En réponse aux suggestions de réforme de la Loi sur le partage de la responsabilité, on a discuté de l’importance de la distinction entre blessures corporelles et préjudice financier. Selon qu’il s’agit d’indemniser la victime de blessures corporelles ou de dédommager un plaignant au titre d’un préjudice financier ou de dommages aux biens, les considérations relatives au régime de responsabilité peuvent être très différentes. On a suggéré que, si un régime de responsabilité proportionnelle devait être proposé dans le cadre d’une réforme plus vaste de la Loi sur le partage de la responsabilité, une exclusion devrait être prévue dans le cas des blessures corporelles.

 

B.        Maintien du statu quo : Responsabilité solidaire


Le modèle actuel de responsabilité solidaire privilégie le dédommagement intégral des plaignants, ainsi que l’équité et la facilité de recouvrement pour ces derniers au détriment, aux dires de certains, de l’équité et de la certitude en ce qui concerne les défendeurs.

L’argument central en faveur de la responsabilité solidaire se base sur le dédommagement intégral des plaignants et sur l’équité pour les plaignants. Si au moins deux personnes sont la cause d’un préjudice financier ou d’une perte financière subi(e) par une autre, elles doivent être tenues responsables des conséquences. En d’autres termes, il serait inéquitable pour le plaignant de faire porter sur lui le risque de l’incapacité du défendeur à payer les dommages-intérêts. Ce risque devrait être assumé par le ou les défendeurs qui ont causé la perte financière ou le préjudice financier.

 

L’un des principaux arguments pratiques en faveur du maintien de la responsabilité solidaire consiste à déterminer, dans l’hypothèse de plusieurs défendeurs, dans quelle mesure le plaignant serait obligé d’engager des poursuites contre l’ensemble des défendeurs pour recouvrer l’intégralité des dommages-intérêts. Si tel était le cas, cela risquerait d’augmenter l’implication du plaignant dans le procès et la négociation d’arrangements amiables et de finalement augmenter les coûts. Certains suggèrent que l’abandon de la responsabilité solidaire portera préjudice aux plaignants, ces derniers étant dans l’incapacité d’obtenir un dédommagement intégral de leur préjudice.

 

D’aucuns prétendent également que la responsabilité solidaire sert d’outil approprié pour dissuader les membres de professions libérales de se livrer à des activités pouvant causer des pertes à autrui. Sachant qu’elles seront tenues entièrement responsables, les parties sont plus enclines à prendre des mesures pour éviter la responsabilité. Il a été proposé que le remplacement de la responsabilité solidaire par un régime de responsabilité proportionnelle pourrait avoir un effet néfaste sur la manière dont les défendeurs éventuels gèrent les risques; comme ils ne seraient responsables que de leur part du dommage, l’incitation à élaborer des normes professionnelles, à les respecter et à les améliorer pourrait diminuer.

==*==

Consignes =>
A – Énumérez les catégories de préjudice que le premier paragraphe du texte sur la responsabilité solidaire oppose lorsqu'il traite de l'indemnisation.
B – Réécrivez le texte sur la responsabilité solidaire en partant de « B.        Maintien du » et en allant jusqu'à « concerne les défendeurs. ». Remplacez partout « plaignants » par « demandeurs ».
C – Poursuivez le texte sur la responsabilité solidaire au-delà de sa dernière phrase.
Les lignes qui suivent ne sont pas nécessaires.

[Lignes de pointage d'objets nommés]
==*==

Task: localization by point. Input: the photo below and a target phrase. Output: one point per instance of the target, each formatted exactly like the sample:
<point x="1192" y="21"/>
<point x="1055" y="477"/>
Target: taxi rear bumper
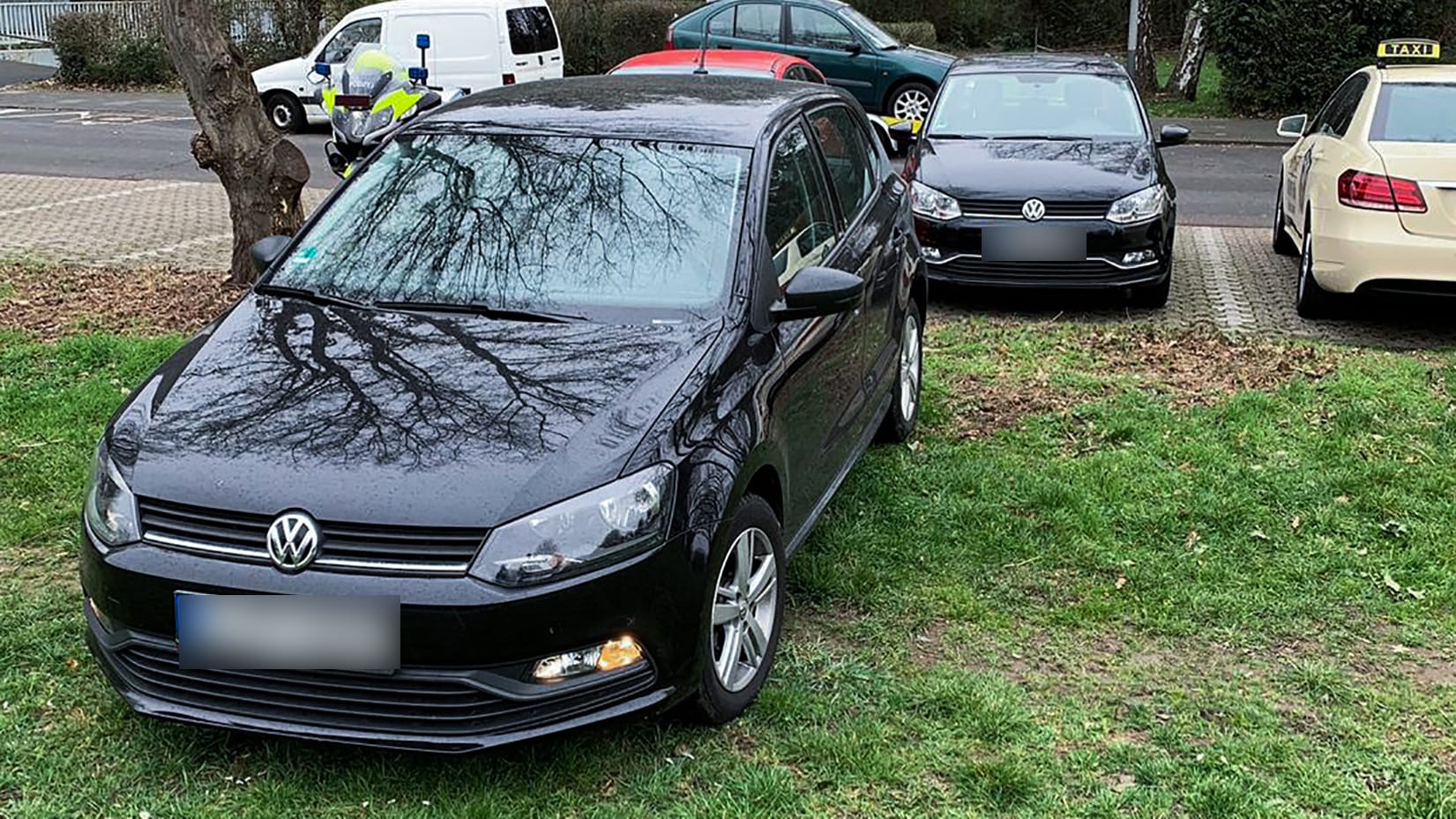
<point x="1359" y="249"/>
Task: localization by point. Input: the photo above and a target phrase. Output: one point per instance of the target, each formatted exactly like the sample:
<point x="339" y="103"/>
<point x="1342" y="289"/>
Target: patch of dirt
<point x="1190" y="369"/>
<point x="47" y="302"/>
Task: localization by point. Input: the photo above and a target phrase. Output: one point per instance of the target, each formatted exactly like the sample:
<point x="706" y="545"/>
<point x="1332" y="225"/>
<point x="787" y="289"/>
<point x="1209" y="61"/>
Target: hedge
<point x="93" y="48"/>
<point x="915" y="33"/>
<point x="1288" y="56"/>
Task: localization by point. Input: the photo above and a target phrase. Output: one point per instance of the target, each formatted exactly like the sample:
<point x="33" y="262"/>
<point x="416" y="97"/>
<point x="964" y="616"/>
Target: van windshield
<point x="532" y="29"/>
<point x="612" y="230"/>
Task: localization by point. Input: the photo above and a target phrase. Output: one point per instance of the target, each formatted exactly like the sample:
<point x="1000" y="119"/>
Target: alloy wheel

==*==

Réponses attendues =>
A –
- blessures corporelles
- préjudice financier
- dommages aux biens

B –
B.        Maintien du statu quo : Responsabilité solidaire


Le modèle actuel de responsabilité solidaire privilégie le dédommagement intégral des demandeurs, ainsi que l’équité et la facilité de recouvrement pour ces derniers au détriment, aux dires de certains, de l’équité et de la certitude en ce qui concerne les défendeurs.

C –
 

Les tenants de la responsabilité solidaire soutiennent qu’elle est moins complexe qu’un régime de responsabilité proportionnelle ou qu’un système hybride plafonné. En effet, avec le régime de responsabilité solidaire, la réclamation d’un plaignant peut être traitée sans avoir à prendre en considération la répartition entre les défendeurs. Si cela est peut-être vrai pour l’action principale, la question de la répartition doit toujours être examinée dans les actions subséquentes de contribution. Ainsi, les partisans d’une réforme suggèrent que la disparition de ces audiences sur la contribution, applicables dans un régime de responsabilité proportionnelle, pouvait constituer un avantage. 

 

De façon générale, la profession des vérificateurs s’inquiète de ce que la responsabilité solidaire nuit à la qualité globale des services proposés par la profession. Elle reconnaît que les cabinets de vérificateurs de grande envergure appliquent un certain nombre de mesures de protection pour assurer le respect de normes de grande qualité (par exemple des contrôles de la qualité et des dispositifs de surveillance externes), mais aucun des cabinets n’est suffisamment assuré pour pouvoir couvrir des sinistres catastrophiques. Et même s’ils l’étaient, la profession est d’avis que les primes d’une telle assurance rendraient le coût des services de vérification prohibitif. 

 

Dans la même veine, les professionnels de la vérification font remarquer qu’il est de plus en plus difficile d’attirer de jeunes professionnels de qualité vers la profession de vérificateur et de les conserver, et que de moins en moins de cabinets sont prêts à prendre le risque de vérifier les grandes sociétés ouvertes. L’un des participants à la table ronde, représentant les cabinets de vérificateurs de petite taille ou de taille intermédiaire, a fait remarquer que les cabinets de taille intermédiaire sont également désavantagés par le régime de responsabilité solidaire, notamment en matière de recrutement des employés et de capacité à aider les plus petites sociétés et les entreprises à but non lucratif. De façon générale, les participants représentant les grands cabinets de vérificateurs ont le sentiment que le régime de responsabilité solidaire a pour effet de rendre les vérificateurs garants des autres parties, ce qui est injuste.

 

C.        Responsabilité proportionnelle


On considère que le régime de responsabilité proportionnelle permet aux plaignants d’obtenir un dédommagement raisonnable (à noter que dans certains cas, il ne s’agira pas d’un dédommagement intégral car il se peut que tous les défendeurs ne soient pas en mesure de s’acquitter de leur part). Ce régime est considéré comme plus coûteux et moins efficace du point de vue du plaignant étant donné que ce dernier doit intenter une action auprès de chaque défendeur, au lieu d’une action unique. Cependant, du point de vue des défendeurs, ce système est considéré comme plus équitable et comme conférant plus de certitude étant donné que leur responsabilité est proportionnelle à leur faute. On ignore quelles seraient les répercussions du régime en termes de dissuasion.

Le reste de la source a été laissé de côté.